> What you will do:
A. Reproduce the passage on subprime lending between "Subprime lending offered" and "silence in response...waiting...", inclusive.
B. In the passage on subprime lending, during which years was subprime lending at its height?

> Exercise passage:
Subprime lending offered high-cost loans to the weakest borrowers during the housing boom that lasted from 2001 to 2007. Subprime lending was at its height from 2004 to 2006.
Federal Reserve Board data show that:
* More than 84 percent of the subprime mortgages in 2006 were issued by private lending institutions.
* Private firms made nearly 83 percent of the subprime loans to low- and moderate-income borrowers that year.
* Only one of the top 25 subprime lenders in 2006 was directly subject to the housing law that's being lambasted by conservative critics.
The "turmoil in financial markets clearly was triggered by a dramatic weakening of underwriting standards for U.S. subprime mortgages, beginning in late 2004 and extending into 2007," the President's Working Group on Financial Markets
]SNIP[
I expect only silence in response...waiting...
______________
You are correct. Lenders (Private Sector) were confident in making any loan, no matter how risky, because it could quickly be rolled into a CDO (Collateralized Debt Obligation) and sold off when mixed in with prime loans. (Hence toxic asset) These CDO's were sold as AAA rated securities.

> Entries drawn from a collection:

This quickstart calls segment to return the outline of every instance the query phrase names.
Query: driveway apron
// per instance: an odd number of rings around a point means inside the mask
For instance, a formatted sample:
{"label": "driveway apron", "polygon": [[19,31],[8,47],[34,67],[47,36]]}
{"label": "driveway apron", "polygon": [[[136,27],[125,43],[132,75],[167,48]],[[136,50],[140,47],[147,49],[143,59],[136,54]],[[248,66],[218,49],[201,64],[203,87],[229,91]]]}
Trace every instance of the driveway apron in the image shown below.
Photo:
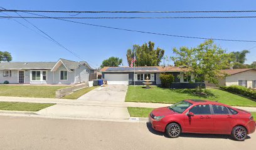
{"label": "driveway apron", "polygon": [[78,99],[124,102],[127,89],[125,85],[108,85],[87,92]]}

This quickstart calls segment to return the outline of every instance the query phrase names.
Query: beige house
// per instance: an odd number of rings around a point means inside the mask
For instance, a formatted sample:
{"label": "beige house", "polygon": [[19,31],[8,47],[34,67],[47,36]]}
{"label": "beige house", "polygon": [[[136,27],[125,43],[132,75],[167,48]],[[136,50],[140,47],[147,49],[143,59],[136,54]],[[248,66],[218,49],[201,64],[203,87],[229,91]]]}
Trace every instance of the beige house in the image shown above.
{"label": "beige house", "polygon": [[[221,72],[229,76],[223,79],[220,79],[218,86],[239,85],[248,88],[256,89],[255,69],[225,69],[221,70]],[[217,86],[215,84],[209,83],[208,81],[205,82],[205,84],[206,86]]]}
...
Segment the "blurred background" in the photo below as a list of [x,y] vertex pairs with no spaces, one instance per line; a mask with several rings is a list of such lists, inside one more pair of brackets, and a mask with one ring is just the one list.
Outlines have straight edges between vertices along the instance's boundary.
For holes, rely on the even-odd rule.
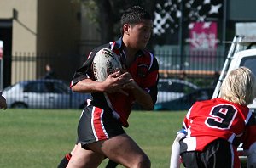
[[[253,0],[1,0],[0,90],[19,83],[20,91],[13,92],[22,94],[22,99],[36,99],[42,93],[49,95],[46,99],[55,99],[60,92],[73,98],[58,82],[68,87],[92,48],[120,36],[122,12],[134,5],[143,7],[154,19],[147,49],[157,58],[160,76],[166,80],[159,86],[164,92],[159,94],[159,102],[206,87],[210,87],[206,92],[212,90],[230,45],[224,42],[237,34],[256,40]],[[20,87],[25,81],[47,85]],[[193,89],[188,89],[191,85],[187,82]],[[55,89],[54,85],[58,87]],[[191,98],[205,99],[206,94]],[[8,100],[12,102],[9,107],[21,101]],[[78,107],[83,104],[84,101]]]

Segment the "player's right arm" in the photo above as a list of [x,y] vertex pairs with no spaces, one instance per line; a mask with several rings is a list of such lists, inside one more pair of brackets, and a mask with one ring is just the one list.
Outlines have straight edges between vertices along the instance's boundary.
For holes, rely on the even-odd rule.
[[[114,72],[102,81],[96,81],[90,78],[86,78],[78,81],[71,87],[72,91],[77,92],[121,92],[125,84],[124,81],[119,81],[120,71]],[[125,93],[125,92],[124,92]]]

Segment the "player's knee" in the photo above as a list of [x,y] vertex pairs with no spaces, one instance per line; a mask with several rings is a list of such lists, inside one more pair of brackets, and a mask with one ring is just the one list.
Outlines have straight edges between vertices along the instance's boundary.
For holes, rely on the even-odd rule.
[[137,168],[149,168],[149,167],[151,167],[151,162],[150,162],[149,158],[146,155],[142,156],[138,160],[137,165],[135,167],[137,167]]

> Numbered answers:
A.
Subprime lending offered high-cost loans to the weakest borrowers during the housing boom that lasted from 2001 to 2007. Subprime lending was at its height from 2004 to 2006.
Federal Reserve Board data show that:
* More than 84 percent of the subprime mortgages in 2006 were issued by private lending institutions.
* Private firms made nearly 83 percent of the subprime loans to low- and moderate-income borrowers that year.
* Only one of the top 25 subprime lenders in 2006 was directly subject to the housing law that's being lambasted by conservative critics.
The "turmoil in financial markets clearly was triggered by a dramatic weakening of underwriting standards for U.S. subprime mortgages, beginning in late 2004 and extending into 2007," the President's Working Group on Financial Markets
]SNIP[
I expect only silence in response...waiting...

B. From 2004 to 2006.